Extract, word for word, each line from the line holding "If you could pin the elephant head" through the end of the records. Omit every picture.

**Source records**
········

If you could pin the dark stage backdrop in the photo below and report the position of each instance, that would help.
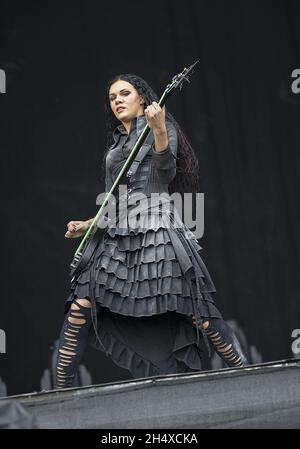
(239, 113)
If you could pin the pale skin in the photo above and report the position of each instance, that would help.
(126, 103)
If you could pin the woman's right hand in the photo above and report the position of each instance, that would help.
(76, 229)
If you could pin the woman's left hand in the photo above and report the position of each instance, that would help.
(155, 116)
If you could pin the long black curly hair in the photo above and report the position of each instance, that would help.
(187, 168)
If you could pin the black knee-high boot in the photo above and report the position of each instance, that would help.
(72, 343)
(225, 342)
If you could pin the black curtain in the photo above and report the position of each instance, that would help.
(239, 113)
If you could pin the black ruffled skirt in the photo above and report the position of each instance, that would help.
(145, 283)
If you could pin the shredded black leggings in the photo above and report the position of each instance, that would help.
(72, 342)
(225, 342)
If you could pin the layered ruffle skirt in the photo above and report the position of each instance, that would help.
(145, 282)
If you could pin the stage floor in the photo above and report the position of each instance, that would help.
(265, 395)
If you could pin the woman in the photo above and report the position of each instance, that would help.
(145, 297)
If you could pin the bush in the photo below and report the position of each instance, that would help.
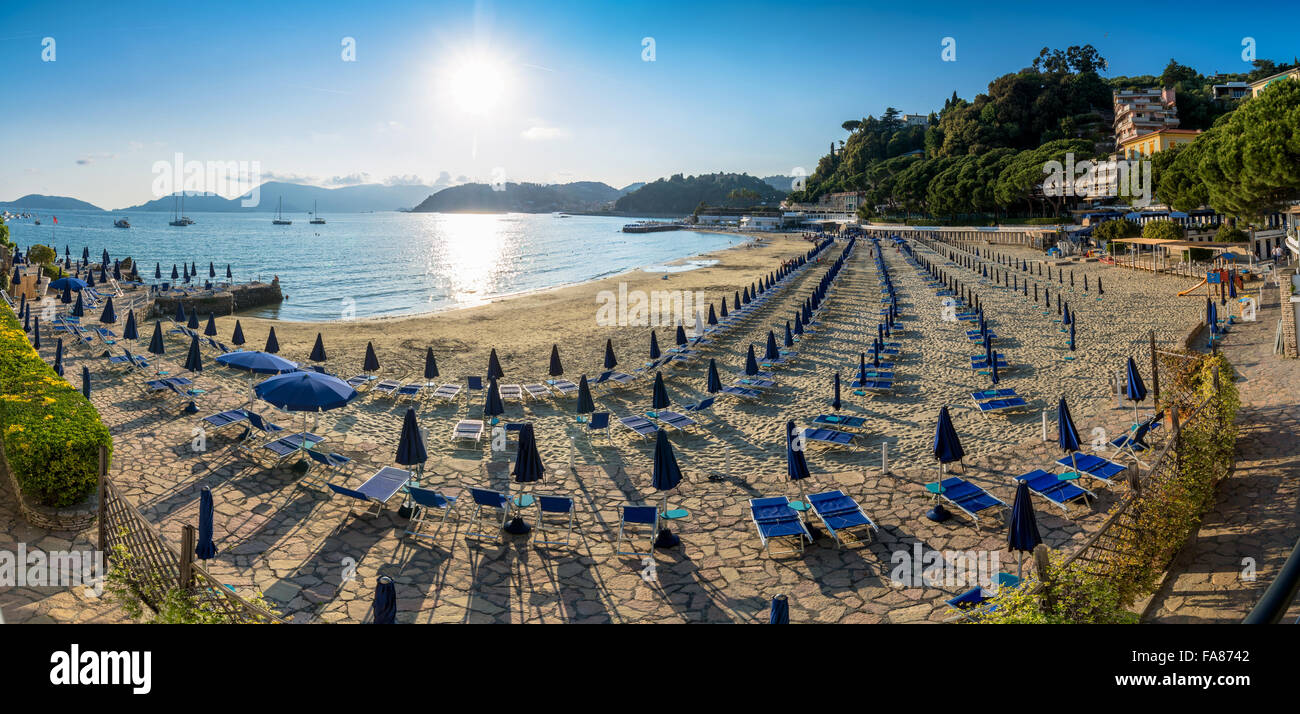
(1162, 229)
(50, 433)
(1230, 234)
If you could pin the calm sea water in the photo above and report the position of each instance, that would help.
(377, 263)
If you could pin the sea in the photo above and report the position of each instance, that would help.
(378, 264)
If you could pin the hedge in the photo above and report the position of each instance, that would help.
(51, 433)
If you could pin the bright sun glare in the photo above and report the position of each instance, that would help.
(477, 82)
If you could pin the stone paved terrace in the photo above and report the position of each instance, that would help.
(319, 563)
(1257, 514)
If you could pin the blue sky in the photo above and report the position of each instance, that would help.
(540, 91)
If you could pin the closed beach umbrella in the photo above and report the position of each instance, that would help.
(430, 364)
(1067, 437)
(493, 406)
(206, 548)
(664, 476)
(319, 349)
(528, 468)
(411, 442)
(780, 613)
(108, 316)
(194, 360)
(555, 368)
(385, 601)
(659, 394)
(258, 363)
(130, 332)
(713, 384)
(584, 397)
(156, 341)
(1135, 390)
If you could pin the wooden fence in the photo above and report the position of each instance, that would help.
(154, 567)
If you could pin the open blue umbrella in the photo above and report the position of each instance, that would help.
(156, 341)
(130, 332)
(493, 406)
(385, 601)
(206, 549)
(411, 442)
(304, 392)
(555, 368)
(109, 315)
(713, 384)
(948, 449)
(780, 613)
(664, 476)
(258, 363)
(430, 364)
(659, 398)
(494, 366)
(528, 468)
(1022, 533)
(1067, 437)
(585, 405)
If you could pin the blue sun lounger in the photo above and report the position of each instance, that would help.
(840, 422)
(742, 393)
(776, 520)
(1054, 489)
(377, 490)
(966, 497)
(843, 516)
(641, 425)
(830, 437)
(1092, 466)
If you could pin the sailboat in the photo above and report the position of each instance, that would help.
(280, 215)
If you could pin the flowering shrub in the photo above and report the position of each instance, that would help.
(50, 433)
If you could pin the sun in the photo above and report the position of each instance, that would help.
(477, 82)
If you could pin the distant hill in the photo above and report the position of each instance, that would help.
(681, 194)
(48, 203)
(298, 199)
(523, 198)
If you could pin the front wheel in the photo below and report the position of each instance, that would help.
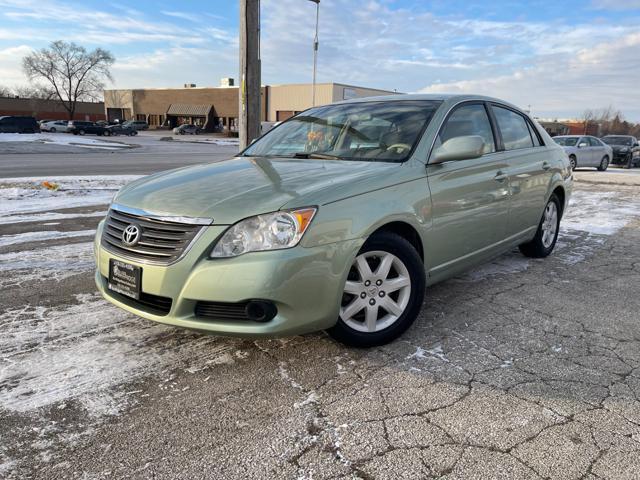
(383, 293)
(547, 234)
(604, 163)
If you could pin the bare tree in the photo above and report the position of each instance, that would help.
(72, 73)
(39, 92)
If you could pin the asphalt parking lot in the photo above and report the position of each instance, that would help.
(518, 369)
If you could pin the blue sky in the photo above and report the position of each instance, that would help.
(560, 57)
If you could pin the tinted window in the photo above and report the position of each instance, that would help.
(468, 120)
(368, 131)
(513, 126)
(534, 134)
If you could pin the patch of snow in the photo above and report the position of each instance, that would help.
(43, 217)
(52, 263)
(436, 351)
(506, 264)
(601, 213)
(6, 240)
(20, 196)
(60, 139)
(311, 398)
(83, 352)
(507, 363)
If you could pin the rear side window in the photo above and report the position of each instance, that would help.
(514, 129)
(468, 120)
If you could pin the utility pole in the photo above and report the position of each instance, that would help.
(315, 55)
(249, 94)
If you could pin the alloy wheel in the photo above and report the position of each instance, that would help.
(376, 293)
(549, 224)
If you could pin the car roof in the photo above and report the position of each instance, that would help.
(451, 98)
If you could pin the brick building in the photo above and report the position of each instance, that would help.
(50, 109)
(209, 107)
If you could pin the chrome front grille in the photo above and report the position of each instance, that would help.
(160, 241)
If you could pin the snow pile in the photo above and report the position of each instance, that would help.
(27, 195)
(61, 139)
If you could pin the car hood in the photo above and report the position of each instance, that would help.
(235, 189)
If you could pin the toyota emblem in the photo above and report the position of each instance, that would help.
(131, 235)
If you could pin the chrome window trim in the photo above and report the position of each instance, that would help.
(162, 217)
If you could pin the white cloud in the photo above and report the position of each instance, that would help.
(11, 65)
(556, 66)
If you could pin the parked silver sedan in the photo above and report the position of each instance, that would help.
(55, 126)
(586, 151)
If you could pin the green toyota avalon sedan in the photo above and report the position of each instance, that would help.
(337, 219)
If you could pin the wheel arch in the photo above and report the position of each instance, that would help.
(561, 194)
(406, 231)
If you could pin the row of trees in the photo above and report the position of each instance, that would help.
(611, 122)
(66, 72)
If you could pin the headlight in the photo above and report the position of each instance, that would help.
(272, 231)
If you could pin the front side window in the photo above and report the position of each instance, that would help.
(366, 131)
(612, 140)
(566, 141)
(513, 126)
(468, 120)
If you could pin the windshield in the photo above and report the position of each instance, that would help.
(566, 141)
(369, 131)
(626, 141)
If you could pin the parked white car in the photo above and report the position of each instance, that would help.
(586, 151)
(55, 126)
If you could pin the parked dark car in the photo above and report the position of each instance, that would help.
(187, 129)
(18, 124)
(626, 150)
(136, 124)
(80, 128)
(120, 130)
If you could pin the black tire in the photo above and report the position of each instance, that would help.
(536, 247)
(604, 163)
(399, 247)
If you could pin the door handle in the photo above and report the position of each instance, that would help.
(500, 176)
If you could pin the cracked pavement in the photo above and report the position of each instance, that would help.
(520, 369)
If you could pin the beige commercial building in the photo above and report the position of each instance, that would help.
(217, 107)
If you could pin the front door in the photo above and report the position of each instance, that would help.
(470, 198)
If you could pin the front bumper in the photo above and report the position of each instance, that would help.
(305, 284)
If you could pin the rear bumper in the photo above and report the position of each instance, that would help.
(305, 285)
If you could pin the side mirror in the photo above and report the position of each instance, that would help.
(458, 148)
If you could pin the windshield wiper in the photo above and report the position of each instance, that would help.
(322, 156)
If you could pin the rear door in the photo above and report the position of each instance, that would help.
(598, 149)
(470, 198)
(584, 152)
(528, 168)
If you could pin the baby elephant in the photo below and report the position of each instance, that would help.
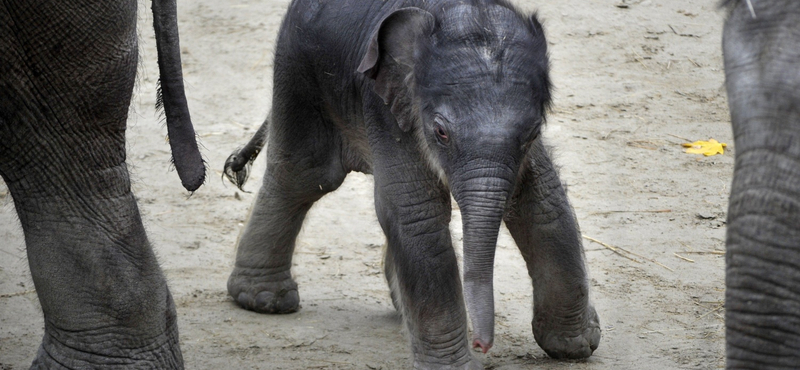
(432, 98)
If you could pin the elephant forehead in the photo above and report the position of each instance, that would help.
(480, 24)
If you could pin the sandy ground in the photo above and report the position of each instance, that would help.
(634, 80)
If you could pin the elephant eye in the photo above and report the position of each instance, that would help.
(441, 134)
(440, 130)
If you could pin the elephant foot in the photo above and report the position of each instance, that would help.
(273, 294)
(472, 364)
(575, 340)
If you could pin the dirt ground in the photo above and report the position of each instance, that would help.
(634, 79)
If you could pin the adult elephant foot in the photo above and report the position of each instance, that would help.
(571, 337)
(255, 290)
(91, 350)
(472, 364)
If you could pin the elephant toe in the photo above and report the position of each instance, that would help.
(569, 342)
(271, 297)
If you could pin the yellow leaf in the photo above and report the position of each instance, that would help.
(706, 148)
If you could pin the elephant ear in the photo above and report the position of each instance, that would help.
(390, 58)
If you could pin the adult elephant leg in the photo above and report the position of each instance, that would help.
(65, 87)
(762, 297)
(544, 227)
(303, 164)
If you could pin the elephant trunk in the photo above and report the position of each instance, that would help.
(482, 201)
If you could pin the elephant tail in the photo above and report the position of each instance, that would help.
(237, 166)
(171, 97)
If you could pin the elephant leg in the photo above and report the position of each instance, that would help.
(413, 210)
(66, 78)
(762, 262)
(391, 277)
(544, 227)
(303, 164)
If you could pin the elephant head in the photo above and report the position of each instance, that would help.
(473, 87)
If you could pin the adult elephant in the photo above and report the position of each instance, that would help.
(67, 71)
(761, 43)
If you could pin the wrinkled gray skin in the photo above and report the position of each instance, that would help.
(67, 71)
(433, 99)
(762, 299)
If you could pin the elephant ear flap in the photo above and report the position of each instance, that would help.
(390, 58)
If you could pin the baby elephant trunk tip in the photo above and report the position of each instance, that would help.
(483, 345)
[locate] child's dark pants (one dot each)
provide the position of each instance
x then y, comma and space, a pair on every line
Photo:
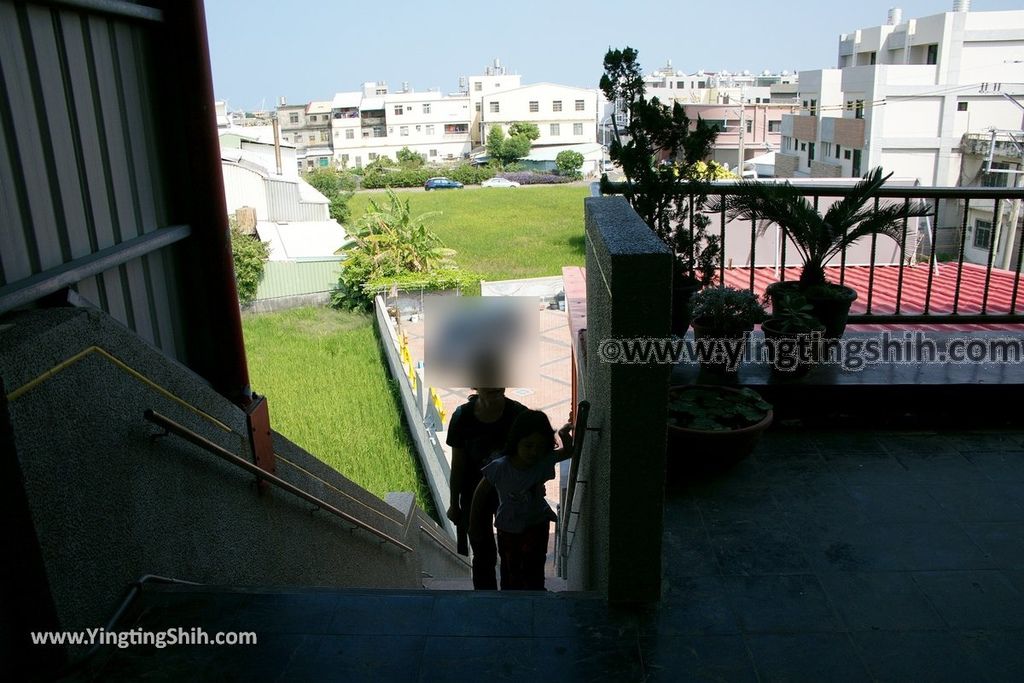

········

**Exercise result**
If you could pin the elephant head in the photo above and report the position of each instance, that would help.
(473, 87)
If you could pin the adult elephant in the photo above and report the position of each instance, that would help.
(67, 71)
(761, 43)
If you could pin the wrinkled gray skin in the photo above and report the position of each instance, that would help.
(67, 71)
(433, 99)
(762, 299)
If you could pin the elephant ear flap in the photo above and report the position of each instance, that would help.
(390, 58)
If you could pin the baby elephant trunk tip in the photo above and report the position of each instance, that would help.
(483, 345)
[locate] child's dark pants (one dot each)
provide the position of each instance
x then y, comma and space, a pair on every line
Photo:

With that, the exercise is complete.